Task instructions:
Change every "expected format" in the rows below to "required format", keeping everything else the same, and give the rows back without the pictures.

^^^^^^^^^^^^^^^^

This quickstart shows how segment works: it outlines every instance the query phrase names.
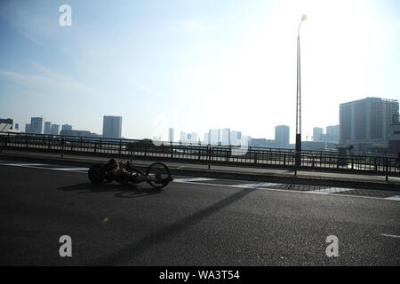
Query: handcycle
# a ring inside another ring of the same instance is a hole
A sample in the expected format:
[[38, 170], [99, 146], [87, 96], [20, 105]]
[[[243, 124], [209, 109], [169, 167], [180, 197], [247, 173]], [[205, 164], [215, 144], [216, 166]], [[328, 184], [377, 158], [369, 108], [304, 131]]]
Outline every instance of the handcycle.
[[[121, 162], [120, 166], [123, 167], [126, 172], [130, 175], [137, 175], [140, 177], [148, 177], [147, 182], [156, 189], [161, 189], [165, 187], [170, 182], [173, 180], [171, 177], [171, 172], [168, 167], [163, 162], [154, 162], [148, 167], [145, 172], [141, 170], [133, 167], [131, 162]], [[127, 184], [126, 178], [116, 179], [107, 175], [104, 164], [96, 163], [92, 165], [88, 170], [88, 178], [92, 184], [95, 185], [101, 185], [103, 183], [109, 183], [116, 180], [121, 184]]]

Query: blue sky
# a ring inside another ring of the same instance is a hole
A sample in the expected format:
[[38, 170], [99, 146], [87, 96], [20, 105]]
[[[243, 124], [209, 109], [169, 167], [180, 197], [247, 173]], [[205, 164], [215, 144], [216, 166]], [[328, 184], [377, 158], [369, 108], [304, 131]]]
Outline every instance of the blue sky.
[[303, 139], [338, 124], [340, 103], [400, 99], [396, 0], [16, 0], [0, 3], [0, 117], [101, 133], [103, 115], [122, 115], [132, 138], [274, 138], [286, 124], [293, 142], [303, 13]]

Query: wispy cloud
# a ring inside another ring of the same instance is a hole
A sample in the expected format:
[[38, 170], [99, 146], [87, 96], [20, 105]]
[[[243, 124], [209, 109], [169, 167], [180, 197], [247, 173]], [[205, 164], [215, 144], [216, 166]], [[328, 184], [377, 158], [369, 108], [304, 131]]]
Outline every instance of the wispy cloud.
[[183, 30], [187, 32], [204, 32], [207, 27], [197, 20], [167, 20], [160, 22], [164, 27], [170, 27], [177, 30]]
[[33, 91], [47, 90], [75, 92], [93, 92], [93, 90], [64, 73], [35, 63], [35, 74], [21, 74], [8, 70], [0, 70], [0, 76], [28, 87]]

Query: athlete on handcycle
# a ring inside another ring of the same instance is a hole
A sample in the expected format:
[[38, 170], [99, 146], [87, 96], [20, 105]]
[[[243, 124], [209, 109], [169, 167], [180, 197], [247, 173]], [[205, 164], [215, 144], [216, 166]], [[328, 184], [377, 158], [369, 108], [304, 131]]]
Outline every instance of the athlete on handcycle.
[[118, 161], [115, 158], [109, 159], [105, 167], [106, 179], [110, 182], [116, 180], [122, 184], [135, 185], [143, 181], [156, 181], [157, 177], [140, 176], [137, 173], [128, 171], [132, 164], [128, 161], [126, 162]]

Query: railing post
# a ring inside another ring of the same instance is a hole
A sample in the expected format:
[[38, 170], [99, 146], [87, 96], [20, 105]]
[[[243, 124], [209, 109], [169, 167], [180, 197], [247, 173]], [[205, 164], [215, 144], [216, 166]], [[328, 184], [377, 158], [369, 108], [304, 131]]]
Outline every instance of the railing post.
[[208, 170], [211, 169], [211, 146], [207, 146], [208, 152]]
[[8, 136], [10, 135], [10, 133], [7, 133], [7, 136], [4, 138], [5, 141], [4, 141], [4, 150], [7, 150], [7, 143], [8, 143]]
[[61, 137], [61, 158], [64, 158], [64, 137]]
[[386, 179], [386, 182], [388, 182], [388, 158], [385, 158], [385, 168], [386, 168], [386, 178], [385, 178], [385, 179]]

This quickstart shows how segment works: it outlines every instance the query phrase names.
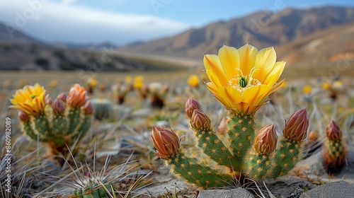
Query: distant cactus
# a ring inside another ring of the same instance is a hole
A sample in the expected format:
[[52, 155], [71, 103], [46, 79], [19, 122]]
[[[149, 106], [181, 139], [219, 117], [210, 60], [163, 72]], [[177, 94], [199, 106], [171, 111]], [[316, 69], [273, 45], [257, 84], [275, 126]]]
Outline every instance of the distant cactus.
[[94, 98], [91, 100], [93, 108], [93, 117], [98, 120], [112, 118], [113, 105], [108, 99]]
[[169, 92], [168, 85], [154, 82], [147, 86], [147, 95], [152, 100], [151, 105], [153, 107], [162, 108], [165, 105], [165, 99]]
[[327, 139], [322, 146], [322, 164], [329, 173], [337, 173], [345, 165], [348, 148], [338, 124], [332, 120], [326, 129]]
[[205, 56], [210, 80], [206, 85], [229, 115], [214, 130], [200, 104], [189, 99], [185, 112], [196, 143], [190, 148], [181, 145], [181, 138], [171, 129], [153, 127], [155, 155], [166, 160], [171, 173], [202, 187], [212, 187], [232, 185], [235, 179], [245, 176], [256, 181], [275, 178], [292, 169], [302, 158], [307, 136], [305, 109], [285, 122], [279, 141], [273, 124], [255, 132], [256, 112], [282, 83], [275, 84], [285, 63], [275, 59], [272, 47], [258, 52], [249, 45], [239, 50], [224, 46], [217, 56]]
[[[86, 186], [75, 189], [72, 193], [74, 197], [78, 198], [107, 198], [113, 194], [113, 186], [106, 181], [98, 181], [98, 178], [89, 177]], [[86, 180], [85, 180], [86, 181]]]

^^^^^^^^^^^^^^^^

Exercise result:
This quickstart shows how segment works: it outlines every instance the query phrase names.
Query: handcycle
# a ring inside another ring of the same instance is a hole
A sample in the required format:
[[38, 170], [99, 146], [87, 96], [20, 105]]
[[[243, 124], [209, 109], [169, 167], [180, 197], [247, 173]], [[205, 164], [215, 144], [216, 166]], [[328, 184], [377, 158], [369, 108], [304, 131]]]
Outline every instance of the handcycle.
[[[121, 162], [120, 166], [123, 167], [126, 172], [130, 175], [137, 175], [140, 177], [148, 177], [147, 182], [156, 189], [161, 189], [165, 187], [170, 182], [173, 180], [171, 177], [171, 172], [168, 167], [163, 162], [154, 162], [148, 167], [145, 172], [141, 170], [133, 167], [131, 162]], [[127, 184], [126, 178], [116, 179], [107, 175], [104, 164], [96, 163], [92, 165], [88, 170], [88, 178], [92, 184], [95, 185], [101, 185], [103, 183], [109, 183], [116, 180], [121, 184]]]

Query: blue sky
# a ring inside another ring of the same instance is a hole
A sample in the required format:
[[38, 170], [99, 146], [87, 96], [20, 105]]
[[[243, 124], [209, 109], [169, 167], [180, 197], [247, 173]], [[205, 164], [215, 144], [216, 166]], [[328, 184], [377, 158], [369, 108], [304, 131]]]
Outline every instance of the blue sky.
[[303, 139], [338, 124], [340, 103], [400, 99], [396, 0], [16, 0], [0, 3], [0, 117], [101, 133], [103, 115], [122, 115], [132, 138], [274, 138], [286, 124], [293, 142], [303, 13]]

Query: wispy cloud
# a ring inside another ring of the same instance is a hole
A sample in the required format:
[[38, 170], [99, 146], [87, 96], [20, 105]]
[[[243, 124], [209, 109], [169, 167], [180, 197], [247, 173]], [[205, 164], [215, 144], [216, 166]], [[328, 184], [377, 158], [369, 108], [304, 131]]]
Outline every instance of the wispy cloud.
[[183, 30], [187, 32], [204, 32], [207, 27], [197, 20], [167, 20], [160, 22], [164, 27], [170, 27], [177, 30]]
[[33, 91], [47, 90], [75, 92], [93, 92], [93, 90], [64, 73], [35, 63], [35, 74], [21, 74], [8, 70], [0, 70], [0, 76], [28, 87]]

Query: athlete on handcycle
# a ring inside another ring of the same instance is a hole
A sample in the required format:
[[38, 170], [99, 146], [87, 96], [20, 105]]
[[[243, 124], [209, 109], [169, 167], [180, 197], [247, 173]], [[205, 164], [215, 144], [216, 166]], [[328, 184], [377, 158], [369, 108], [304, 131]]]
Outline every instance of the athlete on handcycle.
[[118, 161], [115, 158], [109, 159], [105, 167], [106, 179], [110, 182], [116, 180], [122, 184], [135, 185], [143, 181], [156, 181], [157, 177], [140, 176], [137, 173], [128, 171], [132, 164], [128, 161], [126, 162]]

Query: railing post
# a ring inside another ring of the same instance is a hole
A sample in the required format:
[[38, 170], [99, 146], [87, 96], [20, 105]]
[[[243, 124], [209, 109], [169, 167], [180, 197], [247, 173]], [[205, 164], [215, 144], [216, 166]], [[328, 184], [377, 158], [369, 108], [304, 131]]]
Outline every instance of the railing post.
[[208, 170], [211, 169], [211, 146], [207, 146], [208, 152]]
[[8, 136], [10, 135], [10, 133], [7, 133], [7, 136], [4, 138], [5, 141], [4, 141], [4, 150], [7, 150], [7, 143], [8, 143]]
[[61, 137], [61, 158], [64, 158], [64, 137]]
[[386, 179], [386, 182], [388, 182], [388, 158], [385, 158], [385, 168], [386, 168], [386, 178], [385, 178], [385, 179]]

This quickstart shows how segment works: it outlines every instance the query phrase names.
Query: distant cactus
# a ring inside another ring of the same instance is a hole
A sample in the required format:
[[52, 155], [71, 103], [46, 79], [19, 122]]
[[[149, 106], [181, 139], [219, 117], [210, 60], [163, 72]], [[177, 94], [199, 106], [171, 111]], [[316, 69], [273, 45], [257, 84], [275, 126]]]
Outline every instance of the distant cactus.
[[94, 98], [91, 100], [93, 108], [93, 117], [98, 120], [112, 118], [113, 105], [108, 99]]
[[169, 92], [168, 85], [154, 82], [147, 86], [147, 95], [152, 100], [151, 105], [153, 107], [162, 108], [165, 105], [165, 99]]
[[327, 139], [322, 146], [322, 164], [329, 173], [337, 173], [345, 165], [348, 148], [338, 124], [332, 120], [326, 129]]
[[205, 56], [210, 80], [206, 85], [229, 115], [214, 130], [200, 104], [189, 99], [185, 112], [196, 143], [190, 148], [181, 145], [181, 138], [171, 129], [153, 127], [155, 155], [166, 160], [171, 173], [202, 187], [212, 187], [232, 185], [235, 179], [245, 176], [256, 181], [275, 178], [292, 169], [302, 158], [307, 136], [305, 109], [285, 122], [279, 141], [273, 124], [255, 132], [256, 112], [282, 83], [275, 84], [285, 63], [275, 59], [272, 47], [258, 52], [249, 45], [239, 50], [224, 46], [217, 56]]
[[[86, 186], [75, 189], [72, 193], [74, 197], [78, 198], [107, 198], [113, 194], [113, 186], [106, 181], [98, 181], [98, 178], [89, 177]], [[86, 180], [85, 180], [86, 181]]]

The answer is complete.